[AIM] Look for "Identify one point on each instance of the blue neon" in the records below, then copy that line and every line after it, exactly and with nothing added.

[SUPPLIED ENTRIES]
------

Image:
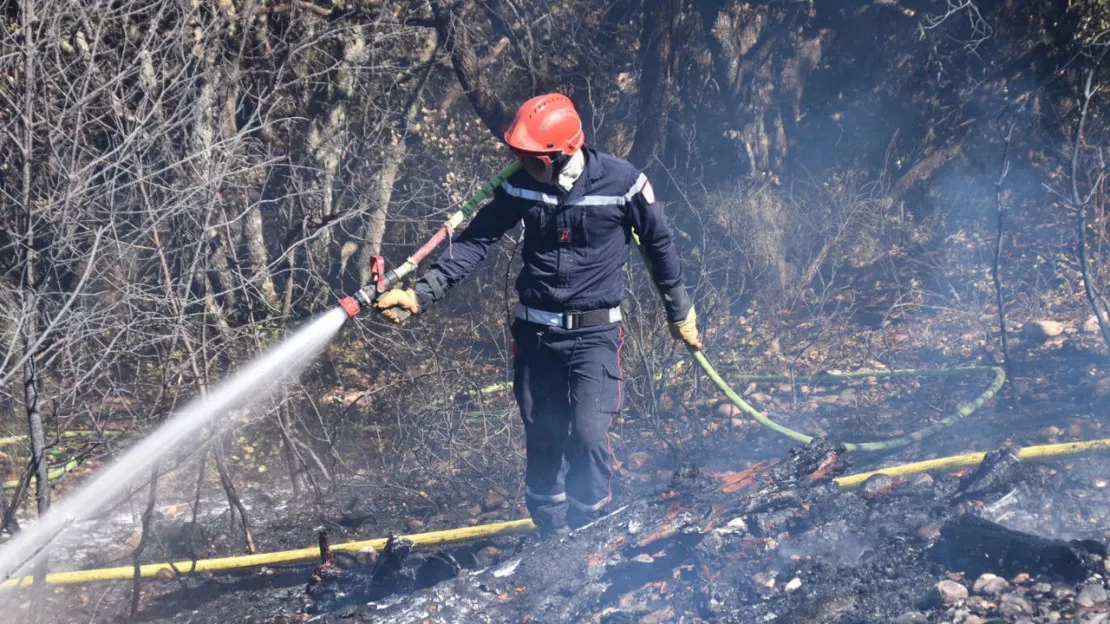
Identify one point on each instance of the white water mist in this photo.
(288, 358)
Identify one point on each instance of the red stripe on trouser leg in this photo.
(608, 441)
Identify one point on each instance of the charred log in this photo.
(977, 545)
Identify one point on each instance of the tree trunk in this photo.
(391, 169)
(39, 461)
(656, 80)
(454, 36)
(260, 258)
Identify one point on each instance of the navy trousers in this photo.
(567, 383)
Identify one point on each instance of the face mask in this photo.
(571, 172)
(563, 177)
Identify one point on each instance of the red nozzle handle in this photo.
(350, 305)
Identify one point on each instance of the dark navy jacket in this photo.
(575, 244)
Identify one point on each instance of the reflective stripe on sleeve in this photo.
(545, 497)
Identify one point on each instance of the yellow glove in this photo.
(397, 304)
(686, 330)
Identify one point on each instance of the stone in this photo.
(492, 501)
(1101, 386)
(367, 555)
(1012, 605)
(980, 605)
(1091, 595)
(990, 585)
(951, 592)
(1091, 325)
(1062, 593)
(728, 411)
(638, 460)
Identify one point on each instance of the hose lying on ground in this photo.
(496, 530)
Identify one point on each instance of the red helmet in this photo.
(545, 124)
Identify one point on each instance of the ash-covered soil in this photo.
(774, 543)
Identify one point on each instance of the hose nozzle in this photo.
(354, 303)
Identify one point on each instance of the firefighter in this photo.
(578, 207)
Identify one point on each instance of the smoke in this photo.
(253, 381)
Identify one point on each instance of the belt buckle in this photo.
(571, 320)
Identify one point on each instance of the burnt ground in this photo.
(696, 540)
(772, 543)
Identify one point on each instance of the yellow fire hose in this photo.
(466, 534)
(496, 530)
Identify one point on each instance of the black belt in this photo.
(572, 320)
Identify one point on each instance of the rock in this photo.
(367, 555)
(951, 592)
(638, 460)
(1101, 386)
(1091, 595)
(728, 411)
(847, 398)
(980, 605)
(658, 616)
(1091, 325)
(492, 501)
(1012, 605)
(928, 531)
(922, 480)
(990, 585)
(1051, 433)
(1040, 331)
(1062, 592)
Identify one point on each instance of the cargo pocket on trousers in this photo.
(614, 388)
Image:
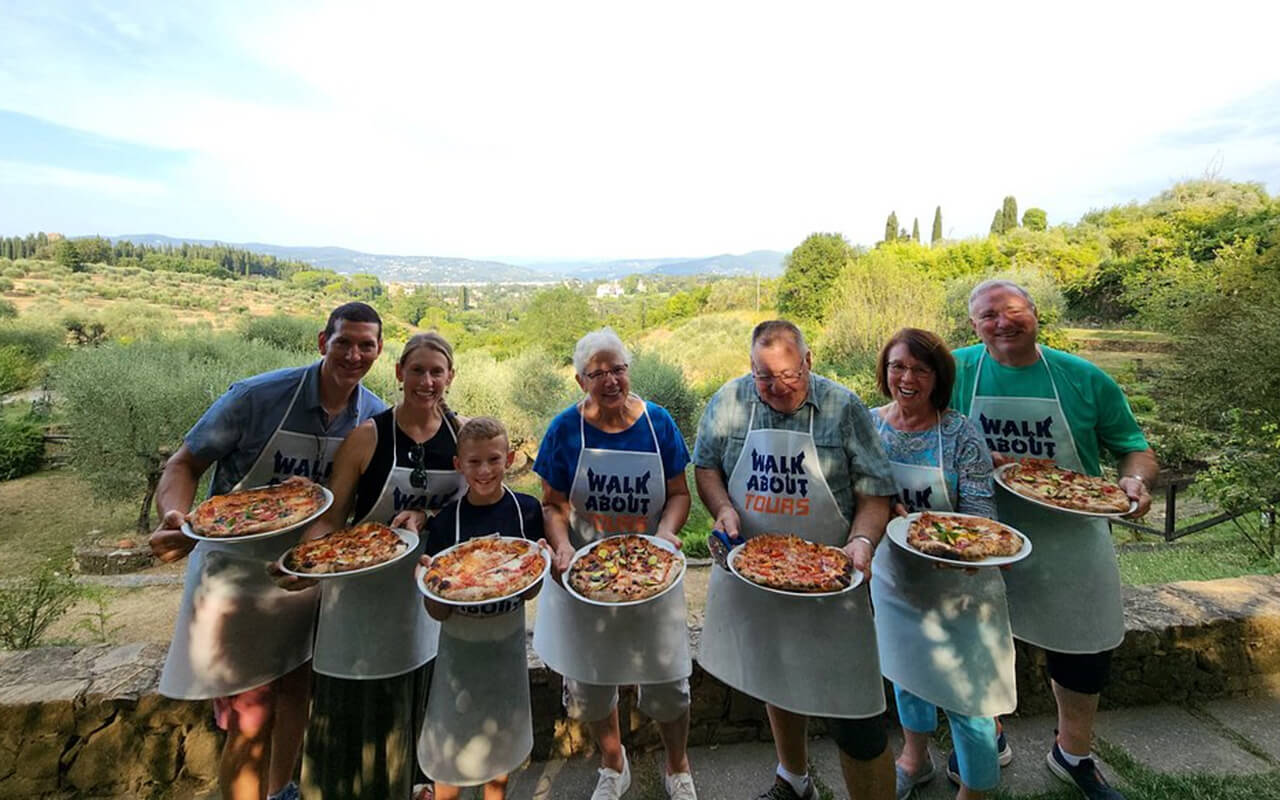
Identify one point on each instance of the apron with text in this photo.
(615, 492)
(236, 629)
(478, 722)
(374, 626)
(944, 635)
(808, 656)
(1066, 595)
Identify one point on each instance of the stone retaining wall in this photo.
(88, 722)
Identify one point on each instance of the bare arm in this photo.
(174, 493)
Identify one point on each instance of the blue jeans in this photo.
(974, 737)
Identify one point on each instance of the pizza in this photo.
(344, 551)
(256, 511)
(961, 538)
(485, 568)
(792, 563)
(1042, 480)
(624, 570)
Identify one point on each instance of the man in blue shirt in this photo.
(240, 640)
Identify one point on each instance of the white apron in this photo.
(478, 723)
(615, 492)
(236, 629)
(808, 656)
(1066, 595)
(374, 626)
(944, 635)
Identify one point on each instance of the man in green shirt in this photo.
(1036, 402)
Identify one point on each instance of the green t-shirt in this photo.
(1096, 407)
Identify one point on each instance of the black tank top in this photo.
(439, 451)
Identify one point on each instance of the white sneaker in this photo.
(680, 786)
(612, 785)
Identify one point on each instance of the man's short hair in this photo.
(771, 330)
(352, 312)
(997, 283)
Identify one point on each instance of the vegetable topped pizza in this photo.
(961, 536)
(485, 568)
(344, 551)
(624, 570)
(1042, 480)
(257, 511)
(792, 563)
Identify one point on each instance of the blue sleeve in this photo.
(218, 432)
(671, 442)
(557, 455)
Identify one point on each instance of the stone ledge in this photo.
(88, 722)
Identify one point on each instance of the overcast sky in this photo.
(535, 131)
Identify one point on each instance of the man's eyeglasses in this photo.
(417, 460)
(618, 373)
(918, 370)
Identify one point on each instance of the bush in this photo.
(28, 606)
(22, 447)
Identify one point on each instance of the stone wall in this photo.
(88, 722)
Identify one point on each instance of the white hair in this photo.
(997, 283)
(595, 342)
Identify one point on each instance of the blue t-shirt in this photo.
(557, 455)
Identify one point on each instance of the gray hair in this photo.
(595, 342)
(771, 330)
(997, 283)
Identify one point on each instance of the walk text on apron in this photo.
(944, 635)
(809, 656)
(1066, 595)
(236, 629)
(615, 492)
(478, 722)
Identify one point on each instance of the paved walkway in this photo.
(1232, 737)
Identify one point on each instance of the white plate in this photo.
(853, 584)
(590, 547)
(420, 575)
(328, 502)
(1115, 515)
(408, 538)
(897, 528)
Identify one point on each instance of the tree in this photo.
(1009, 215)
(810, 270)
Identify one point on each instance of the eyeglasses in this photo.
(618, 373)
(417, 460)
(919, 370)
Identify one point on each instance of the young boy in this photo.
(478, 723)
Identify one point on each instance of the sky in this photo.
(544, 131)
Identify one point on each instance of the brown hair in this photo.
(433, 341)
(928, 347)
(481, 429)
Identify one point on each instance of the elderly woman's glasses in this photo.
(417, 460)
(618, 373)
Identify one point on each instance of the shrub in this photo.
(28, 606)
(22, 447)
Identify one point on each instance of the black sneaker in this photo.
(1084, 776)
(781, 790)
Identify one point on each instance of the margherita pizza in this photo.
(624, 570)
(256, 511)
(792, 563)
(961, 538)
(485, 568)
(344, 551)
(1042, 480)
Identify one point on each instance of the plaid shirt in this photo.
(849, 448)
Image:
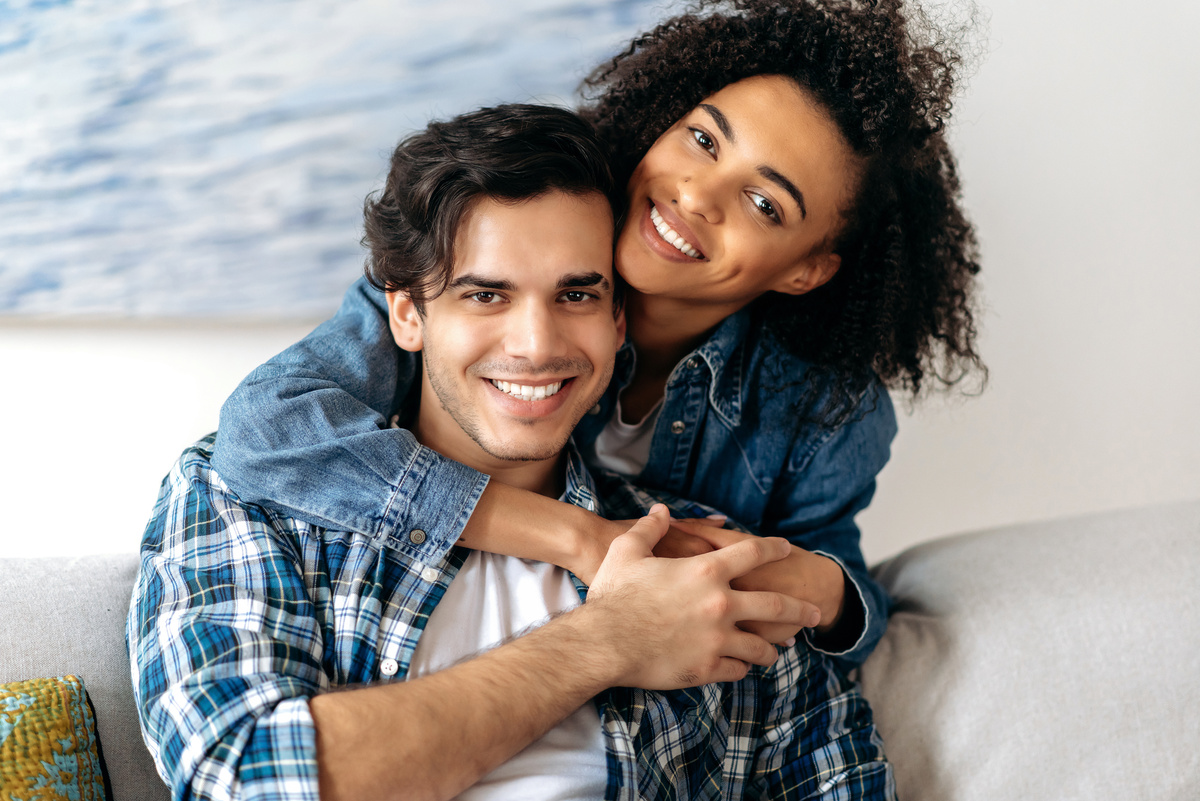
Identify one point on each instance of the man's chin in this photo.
(525, 451)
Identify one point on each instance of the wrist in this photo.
(589, 537)
(832, 596)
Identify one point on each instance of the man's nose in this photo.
(534, 333)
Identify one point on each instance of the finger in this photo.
(712, 521)
(729, 669)
(741, 558)
(643, 535)
(750, 649)
(774, 608)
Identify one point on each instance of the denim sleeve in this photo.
(306, 434)
(826, 485)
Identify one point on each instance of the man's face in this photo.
(522, 342)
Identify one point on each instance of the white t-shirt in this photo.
(491, 600)
(625, 447)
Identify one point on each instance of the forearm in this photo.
(437, 735)
(520, 523)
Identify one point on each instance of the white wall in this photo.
(94, 416)
(1078, 149)
(1077, 140)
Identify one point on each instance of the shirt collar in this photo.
(581, 489)
(725, 353)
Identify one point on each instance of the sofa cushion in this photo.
(48, 745)
(67, 616)
(1045, 661)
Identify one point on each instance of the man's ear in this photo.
(405, 321)
(809, 273)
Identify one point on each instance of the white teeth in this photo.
(670, 235)
(528, 392)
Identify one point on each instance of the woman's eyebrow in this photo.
(720, 120)
(787, 186)
(773, 175)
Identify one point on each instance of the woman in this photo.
(793, 246)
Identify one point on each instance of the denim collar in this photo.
(725, 353)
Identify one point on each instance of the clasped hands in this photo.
(700, 603)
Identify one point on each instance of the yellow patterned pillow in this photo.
(48, 745)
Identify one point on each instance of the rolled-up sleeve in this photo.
(223, 646)
(827, 483)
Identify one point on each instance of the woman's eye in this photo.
(765, 205)
(702, 139)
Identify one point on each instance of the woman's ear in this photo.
(405, 321)
(809, 273)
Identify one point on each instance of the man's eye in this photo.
(765, 205)
(702, 139)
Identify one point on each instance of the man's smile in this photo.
(528, 391)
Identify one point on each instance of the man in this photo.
(244, 621)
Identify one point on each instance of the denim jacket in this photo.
(307, 434)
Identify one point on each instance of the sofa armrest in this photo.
(1045, 661)
(67, 616)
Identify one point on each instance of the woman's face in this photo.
(741, 197)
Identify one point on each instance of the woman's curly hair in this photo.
(900, 306)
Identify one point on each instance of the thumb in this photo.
(643, 535)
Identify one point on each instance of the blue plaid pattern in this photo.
(239, 615)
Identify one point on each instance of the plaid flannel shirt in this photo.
(240, 615)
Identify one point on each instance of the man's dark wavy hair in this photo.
(900, 306)
(509, 152)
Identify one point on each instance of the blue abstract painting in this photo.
(210, 158)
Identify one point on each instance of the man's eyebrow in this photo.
(585, 279)
(787, 186)
(721, 121)
(471, 279)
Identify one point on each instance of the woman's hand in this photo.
(802, 574)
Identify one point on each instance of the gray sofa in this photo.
(1043, 661)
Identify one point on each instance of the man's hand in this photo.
(673, 621)
(801, 574)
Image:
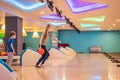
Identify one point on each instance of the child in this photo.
(10, 46)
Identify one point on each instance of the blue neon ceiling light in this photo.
(25, 6)
(57, 24)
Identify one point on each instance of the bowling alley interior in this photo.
(59, 40)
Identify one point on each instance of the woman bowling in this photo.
(43, 42)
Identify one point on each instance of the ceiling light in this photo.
(89, 25)
(118, 20)
(114, 24)
(94, 19)
(35, 35)
(25, 6)
(42, 12)
(78, 6)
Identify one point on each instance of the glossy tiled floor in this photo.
(81, 67)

------

[THE OUTPUT]
Identify one point on each instance of the blue neon ceiling light in this photo.
(25, 6)
(57, 24)
Identify one point on each instance of the bowling alley interior in this photo.
(59, 40)
Identify one point on each instance of the woman bowling in this photo.
(43, 42)
Identify one point on each instance of the ceiling light in this photo.
(89, 25)
(118, 20)
(114, 24)
(94, 19)
(35, 35)
(25, 6)
(42, 12)
(78, 6)
Identify one point on each instance of the glossy tiled floor in this photo.
(81, 67)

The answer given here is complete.